— GOAL —
Please reproduce all of the material below word for word, keeping every line in its original order.

#####

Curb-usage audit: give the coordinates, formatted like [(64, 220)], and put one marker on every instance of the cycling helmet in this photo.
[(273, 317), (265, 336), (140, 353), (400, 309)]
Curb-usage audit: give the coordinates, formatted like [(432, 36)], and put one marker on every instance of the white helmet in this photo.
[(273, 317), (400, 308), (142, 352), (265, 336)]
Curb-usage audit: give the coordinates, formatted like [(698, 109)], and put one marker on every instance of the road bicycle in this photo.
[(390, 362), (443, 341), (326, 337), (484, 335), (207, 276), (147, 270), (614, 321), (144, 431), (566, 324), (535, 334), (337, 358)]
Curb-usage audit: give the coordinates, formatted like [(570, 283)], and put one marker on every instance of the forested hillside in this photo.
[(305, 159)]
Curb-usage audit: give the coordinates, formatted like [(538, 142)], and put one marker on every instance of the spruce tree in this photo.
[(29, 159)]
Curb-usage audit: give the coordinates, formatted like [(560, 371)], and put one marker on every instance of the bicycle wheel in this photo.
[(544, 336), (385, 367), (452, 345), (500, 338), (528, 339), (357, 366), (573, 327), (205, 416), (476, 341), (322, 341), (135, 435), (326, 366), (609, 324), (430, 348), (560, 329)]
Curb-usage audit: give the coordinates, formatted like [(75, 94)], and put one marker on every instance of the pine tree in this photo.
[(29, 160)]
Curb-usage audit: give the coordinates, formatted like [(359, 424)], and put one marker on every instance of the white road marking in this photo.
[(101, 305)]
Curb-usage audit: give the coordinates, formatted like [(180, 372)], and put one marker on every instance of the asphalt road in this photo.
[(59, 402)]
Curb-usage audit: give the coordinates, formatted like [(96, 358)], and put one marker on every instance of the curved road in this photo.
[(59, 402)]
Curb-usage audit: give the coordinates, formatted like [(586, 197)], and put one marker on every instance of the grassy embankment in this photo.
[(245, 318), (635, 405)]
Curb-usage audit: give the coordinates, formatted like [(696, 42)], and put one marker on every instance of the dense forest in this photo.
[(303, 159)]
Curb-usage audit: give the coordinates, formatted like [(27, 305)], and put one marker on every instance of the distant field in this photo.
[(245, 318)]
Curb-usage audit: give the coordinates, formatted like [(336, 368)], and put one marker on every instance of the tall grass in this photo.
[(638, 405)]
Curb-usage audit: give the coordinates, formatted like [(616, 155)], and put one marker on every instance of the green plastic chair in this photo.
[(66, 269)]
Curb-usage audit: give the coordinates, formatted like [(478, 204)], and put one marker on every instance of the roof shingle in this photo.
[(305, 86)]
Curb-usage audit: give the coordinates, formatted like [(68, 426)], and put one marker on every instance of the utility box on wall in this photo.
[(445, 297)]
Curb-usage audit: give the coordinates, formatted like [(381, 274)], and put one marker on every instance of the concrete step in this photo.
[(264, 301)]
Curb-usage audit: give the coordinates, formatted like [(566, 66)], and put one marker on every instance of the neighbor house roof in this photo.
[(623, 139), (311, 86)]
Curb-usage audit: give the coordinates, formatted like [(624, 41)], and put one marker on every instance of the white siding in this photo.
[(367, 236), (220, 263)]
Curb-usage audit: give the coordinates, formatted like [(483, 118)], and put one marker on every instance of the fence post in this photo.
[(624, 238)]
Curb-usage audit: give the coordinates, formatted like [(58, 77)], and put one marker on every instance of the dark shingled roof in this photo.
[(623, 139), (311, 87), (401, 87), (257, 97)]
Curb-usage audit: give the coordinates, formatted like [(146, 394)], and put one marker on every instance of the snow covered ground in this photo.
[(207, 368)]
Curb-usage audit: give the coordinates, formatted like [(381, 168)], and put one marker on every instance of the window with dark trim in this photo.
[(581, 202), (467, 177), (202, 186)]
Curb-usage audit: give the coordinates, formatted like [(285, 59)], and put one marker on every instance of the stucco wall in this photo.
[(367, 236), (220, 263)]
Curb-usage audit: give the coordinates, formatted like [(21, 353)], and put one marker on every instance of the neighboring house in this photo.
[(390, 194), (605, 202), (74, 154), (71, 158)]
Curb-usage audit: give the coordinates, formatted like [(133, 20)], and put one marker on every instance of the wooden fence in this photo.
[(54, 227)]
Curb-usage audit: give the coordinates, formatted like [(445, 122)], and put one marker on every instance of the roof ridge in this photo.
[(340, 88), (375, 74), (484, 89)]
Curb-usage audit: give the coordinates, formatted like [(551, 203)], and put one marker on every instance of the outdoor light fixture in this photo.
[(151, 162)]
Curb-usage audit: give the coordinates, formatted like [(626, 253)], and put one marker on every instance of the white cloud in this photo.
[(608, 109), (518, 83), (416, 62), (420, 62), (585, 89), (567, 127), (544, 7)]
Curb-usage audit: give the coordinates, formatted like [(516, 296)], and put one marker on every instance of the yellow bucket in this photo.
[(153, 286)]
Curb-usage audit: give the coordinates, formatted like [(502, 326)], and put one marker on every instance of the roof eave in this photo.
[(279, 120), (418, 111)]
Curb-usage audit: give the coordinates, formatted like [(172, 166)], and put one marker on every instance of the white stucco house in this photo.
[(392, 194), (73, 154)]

#####

— TASK RESULT —
Curb-usage audit: give the coordinates, formatted like [(64, 220)], and put one marker on every instance of the cycling helmet in this photo.
[(273, 317), (265, 336), (140, 353), (400, 309)]
Curb-usage audit: give the coordinates, formatted like [(432, 36)], and put one marker on every instance of the white helmet in this photo.
[(273, 317), (400, 308), (142, 352), (265, 336)]
Curb-usage audit: give the coordinates, formatted like [(698, 109)], and put one marker on every instance of the road bicycle in this photo.
[(390, 362), (443, 341), (326, 337), (484, 335), (207, 276), (147, 270), (614, 321), (144, 431), (566, 324), (535, 334), (337, 358)]
Curb-usage audit: give the coordinates, formatted like [(570, 283)], and put one marker on every instance of the forested hillside in this photo.
[(305, 159)]
Curb-usage audit: give the coordinates, formatted like [(538, 142)], and put one marker on every instance of the spruce tree in this photo.
[(29, 159)]
Curb-usage audit: give the coordinates, formatted like [(560, 371)], and put one marker on every instance of the bicycle wheel in this photo.
[(544, 336), (385, 367), (452, 345), (500, 338), (528, 339), (357, 366), (573, 327), (205, 416), (476, 341), (322, 341), (135, 435), (326, 366), (609, 324), (430, 348), (560, 329)]
Curb-usage audit: give the coordinates, formatted like [(75, 94)], and put one marker on every instance of the pine tree in this photo.
[(29, 160)]
Curb-usage audit: give the coordinates, formatted like [(359, 424)], and put one marker on every instance of the white road marking in this photo.
[(101, 305)]
Curb-usage audit: give the coordinates, formatted like [(180, 372)], and put one marker on every instance of the asphalt road in this photo.
[(59, 402)]
Curb-usage audit: give the coordinates, formatted like [(96, 358)], and put one marker on every instance of the curved road in this photo.
[(59, 402)]
Curb-usage audit: give the coordinates, formatted like [(586, 197)], and put one marker on every instance of the grassy embankment in this photo.
[(245, 318), (635, 405)]
Curb-usage audit: give the coordinates, formatted like [(696, 42)], and put one marker on every instance of the dense forest in this photo.
[(303, 159)]
Curb-usage audit: give the coordinates, formatted like [(27, 305)], and put one marker on every instance of the distant field in this photo.
[(245, 318)]
Curb-usage audit: give the coordinates, formatted like [(336, 368)], and put one marker on every instance of the tall grass in this photo.
[(638, 405)]
Curb-usage audit: give the coordinates, formatted like [(616, 155)], and put one marker on every instance of the green plastic chair in this photo.
[(66, 269)]
Curb-usage audit: give the coordinates, formatted like [(478, 204)], and put one marker on every instance of the roof shingle in this photo.
[(305, 86)]
Curb-usage audit: give the coordinates, formatted like [(68, 426)], and put one marker on every instance of the utility box on wall in this photo.
[(445, 297)]
Curb-usage audit: give the coordinates, formatted like [(381, 274)], and put one marker on every instance of the concrete step in this photo.
[(264, 301)]
Curb-usage audit: give the coordinates, formatted like [(566, 66)], and put one marker on every instance of the neighbor house roof in this photo.
[(623, 139), (311, 86)]
Curb-usage audit: give the coordinates, formatted like [(624, 41)], and put one marker on every instance of the white siding in this photo.
[(367, 236), (220, 263)]
Curb-usage audit: give the coordinates, formatted like [(483, 118)], and put one marker on every instance of the fence post in this photo.
[(624, 238)]
Curb-usage audit: give the coordinates, formatted like [(58, 77)], and put one marker on every instance of the dark shingled roof in this photo.
[(623, 139), (311, 87), (401, 87), (257, 97)]
Curb-usage audit: give the coordinates, formatted like [(146, 394)], and put one marker on every instance of the snow covered ground in this photo.
[(207, 368)]
Curb-usage audit: give the coordinates, formatted like [(381, 168)], and put one marker on every instance of the window with dark trim in this photo.
[(581, 202), (467, 177), (202, 186)]
Curb-usage audit: give the coordinates, formatted like [(285, 59)], and put one marker on every instance of the stucco wall in this photo.
[(367, 236), (220, 263)]
Curb-usage audit: give the coordinates, formatted like [(21, 353)], and put one marker on every instance of the neighboring house in this photo.
[(390, 194), (605, 202), (74, 154), (71, 158)]
Curb-usage audit: give the coordinates, formatted like [(133, 20)], and put one marker on every instance of the wooden fence in this photo.
[(54, 227)]
Curb-usage audit: give the coordinates, formatted like [(445, 122)], and put one marker on every instance of the roof ridge in this photo.
[(340, 88), (375, 74), (484, 89)]
Curb-usage audit: give the coordinates, formatted like [(551, 203)], and put one marker on every instance of the outdoor light fixture in this photo.
[(151, 162)]
Curb-usage audit: give the coordinates, formatted like [(626, 253)], and put one marker on every instance of the white cloud in this photo.
[(608, 109), (518, 83), (416, 62), (420, 62), (585, 89), (567, 127), (544, 7)]
Curb-usage audit: give the coordinates, formatted like [(516, 296)], and put one marker on every instance of the yellow bucket in this photo.
[(153, 286)]
Curb-usage audit: give the coordinates, formatted like [(502, 326)], and put one marker on every instance of the roof eave in this photo.
[(279, 120), (418, 111)]
Curb-usage audit: give the coordinates, formatted like [(172, 166)], and put one marker on every instance of the white stucco house in this photo.
[(392, 194), (73, 154)]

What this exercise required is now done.